■ **EXERCISE DETAILS**: Which lines of the data below hold "windshield"? Copy each of them.

■ **SUPPLIED RECORDS**:

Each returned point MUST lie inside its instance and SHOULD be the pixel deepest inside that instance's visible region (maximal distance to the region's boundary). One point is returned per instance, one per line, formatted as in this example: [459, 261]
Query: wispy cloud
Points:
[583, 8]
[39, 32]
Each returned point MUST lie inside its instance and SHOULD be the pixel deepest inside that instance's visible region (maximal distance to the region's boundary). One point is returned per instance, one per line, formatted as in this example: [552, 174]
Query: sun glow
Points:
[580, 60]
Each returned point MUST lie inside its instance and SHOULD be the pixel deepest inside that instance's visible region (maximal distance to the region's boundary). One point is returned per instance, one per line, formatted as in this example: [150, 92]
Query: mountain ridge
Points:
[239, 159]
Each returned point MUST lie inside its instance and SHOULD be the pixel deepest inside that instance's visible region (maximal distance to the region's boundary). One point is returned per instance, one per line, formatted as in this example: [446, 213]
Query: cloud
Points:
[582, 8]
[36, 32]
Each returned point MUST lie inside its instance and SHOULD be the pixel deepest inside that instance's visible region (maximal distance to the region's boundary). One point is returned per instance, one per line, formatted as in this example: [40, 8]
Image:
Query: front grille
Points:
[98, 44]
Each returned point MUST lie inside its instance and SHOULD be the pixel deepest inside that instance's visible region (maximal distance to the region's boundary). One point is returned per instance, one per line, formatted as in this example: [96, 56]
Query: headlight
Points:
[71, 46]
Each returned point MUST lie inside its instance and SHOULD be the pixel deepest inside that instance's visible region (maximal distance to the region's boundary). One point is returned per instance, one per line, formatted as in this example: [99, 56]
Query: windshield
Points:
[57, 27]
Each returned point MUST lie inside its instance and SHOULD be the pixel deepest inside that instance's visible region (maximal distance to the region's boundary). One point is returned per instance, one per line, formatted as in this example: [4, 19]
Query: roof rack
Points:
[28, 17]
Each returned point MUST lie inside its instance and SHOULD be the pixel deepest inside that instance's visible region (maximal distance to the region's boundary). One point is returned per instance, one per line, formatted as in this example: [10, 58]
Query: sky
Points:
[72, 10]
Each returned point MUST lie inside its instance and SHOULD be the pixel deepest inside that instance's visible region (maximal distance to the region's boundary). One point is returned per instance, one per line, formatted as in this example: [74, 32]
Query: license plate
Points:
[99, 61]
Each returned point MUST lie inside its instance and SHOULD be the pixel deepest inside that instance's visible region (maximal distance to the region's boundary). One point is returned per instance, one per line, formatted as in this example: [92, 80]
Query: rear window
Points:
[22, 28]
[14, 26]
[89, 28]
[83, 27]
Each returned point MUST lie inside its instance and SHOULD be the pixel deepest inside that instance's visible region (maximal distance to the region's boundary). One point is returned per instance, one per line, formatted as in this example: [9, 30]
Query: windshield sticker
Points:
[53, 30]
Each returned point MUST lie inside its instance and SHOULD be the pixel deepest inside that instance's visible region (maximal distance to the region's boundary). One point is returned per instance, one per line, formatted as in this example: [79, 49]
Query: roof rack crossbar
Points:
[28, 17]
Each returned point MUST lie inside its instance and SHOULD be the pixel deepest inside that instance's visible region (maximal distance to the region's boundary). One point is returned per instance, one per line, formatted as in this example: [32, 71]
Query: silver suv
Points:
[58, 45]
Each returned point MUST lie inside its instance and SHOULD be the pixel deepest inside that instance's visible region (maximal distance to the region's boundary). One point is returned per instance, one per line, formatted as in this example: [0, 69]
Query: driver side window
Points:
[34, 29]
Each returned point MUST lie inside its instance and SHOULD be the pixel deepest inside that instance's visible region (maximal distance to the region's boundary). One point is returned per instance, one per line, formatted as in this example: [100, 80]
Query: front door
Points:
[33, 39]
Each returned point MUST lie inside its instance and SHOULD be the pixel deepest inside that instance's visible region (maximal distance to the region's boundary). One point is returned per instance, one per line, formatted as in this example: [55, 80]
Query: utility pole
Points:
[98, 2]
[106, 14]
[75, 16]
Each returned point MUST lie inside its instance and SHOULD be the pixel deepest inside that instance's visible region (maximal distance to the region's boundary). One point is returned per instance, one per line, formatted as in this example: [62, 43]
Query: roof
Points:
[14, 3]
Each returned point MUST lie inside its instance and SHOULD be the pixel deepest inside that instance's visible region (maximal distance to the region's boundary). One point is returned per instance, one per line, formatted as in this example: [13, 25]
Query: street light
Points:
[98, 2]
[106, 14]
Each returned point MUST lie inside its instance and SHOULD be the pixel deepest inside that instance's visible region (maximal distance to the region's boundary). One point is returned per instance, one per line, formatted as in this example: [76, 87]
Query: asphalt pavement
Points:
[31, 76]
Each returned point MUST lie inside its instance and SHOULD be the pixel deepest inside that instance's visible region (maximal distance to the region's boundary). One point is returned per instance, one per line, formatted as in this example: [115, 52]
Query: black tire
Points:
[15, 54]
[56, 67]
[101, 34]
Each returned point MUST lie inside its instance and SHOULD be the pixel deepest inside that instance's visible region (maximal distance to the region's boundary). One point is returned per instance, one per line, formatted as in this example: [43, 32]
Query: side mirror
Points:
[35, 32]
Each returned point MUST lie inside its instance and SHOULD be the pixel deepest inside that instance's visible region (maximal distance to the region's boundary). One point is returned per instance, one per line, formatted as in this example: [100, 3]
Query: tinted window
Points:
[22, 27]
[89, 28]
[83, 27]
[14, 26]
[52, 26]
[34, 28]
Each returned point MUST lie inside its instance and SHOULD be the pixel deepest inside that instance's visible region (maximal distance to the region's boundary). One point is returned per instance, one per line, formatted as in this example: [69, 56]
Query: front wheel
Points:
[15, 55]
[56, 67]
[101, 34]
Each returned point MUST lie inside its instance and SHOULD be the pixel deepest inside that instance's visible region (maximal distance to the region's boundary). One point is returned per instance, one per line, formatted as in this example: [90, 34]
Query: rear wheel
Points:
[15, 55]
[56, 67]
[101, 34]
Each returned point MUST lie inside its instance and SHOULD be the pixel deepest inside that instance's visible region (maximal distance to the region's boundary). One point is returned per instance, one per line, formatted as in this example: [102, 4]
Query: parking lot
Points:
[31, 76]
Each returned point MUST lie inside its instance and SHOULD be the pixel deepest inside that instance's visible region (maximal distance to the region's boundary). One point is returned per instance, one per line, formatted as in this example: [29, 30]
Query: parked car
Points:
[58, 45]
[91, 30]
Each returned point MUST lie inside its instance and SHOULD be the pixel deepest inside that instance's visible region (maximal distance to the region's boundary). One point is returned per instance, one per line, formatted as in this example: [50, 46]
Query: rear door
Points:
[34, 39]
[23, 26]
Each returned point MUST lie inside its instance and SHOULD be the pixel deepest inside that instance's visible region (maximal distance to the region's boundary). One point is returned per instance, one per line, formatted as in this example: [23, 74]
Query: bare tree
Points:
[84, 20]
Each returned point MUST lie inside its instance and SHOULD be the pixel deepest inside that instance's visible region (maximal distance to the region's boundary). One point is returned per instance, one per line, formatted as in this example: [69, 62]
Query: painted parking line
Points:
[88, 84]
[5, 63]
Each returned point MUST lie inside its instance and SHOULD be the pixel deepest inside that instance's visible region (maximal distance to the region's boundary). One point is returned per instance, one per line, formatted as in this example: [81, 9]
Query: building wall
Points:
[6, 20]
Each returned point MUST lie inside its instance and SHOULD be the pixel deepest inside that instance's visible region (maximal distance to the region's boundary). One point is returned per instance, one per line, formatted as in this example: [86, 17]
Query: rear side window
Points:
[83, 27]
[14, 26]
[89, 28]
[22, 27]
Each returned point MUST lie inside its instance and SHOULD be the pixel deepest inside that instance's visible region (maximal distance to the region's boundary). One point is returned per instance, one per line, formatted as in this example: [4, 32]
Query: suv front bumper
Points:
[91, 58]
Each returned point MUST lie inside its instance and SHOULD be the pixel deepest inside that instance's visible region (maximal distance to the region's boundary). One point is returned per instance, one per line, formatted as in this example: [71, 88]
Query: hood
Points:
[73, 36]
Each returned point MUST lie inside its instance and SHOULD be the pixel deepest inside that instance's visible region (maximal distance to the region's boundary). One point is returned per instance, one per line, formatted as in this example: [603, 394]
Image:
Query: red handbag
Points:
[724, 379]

■ **ANSWER BOX**:
Query: windshield
Query: windshield sticker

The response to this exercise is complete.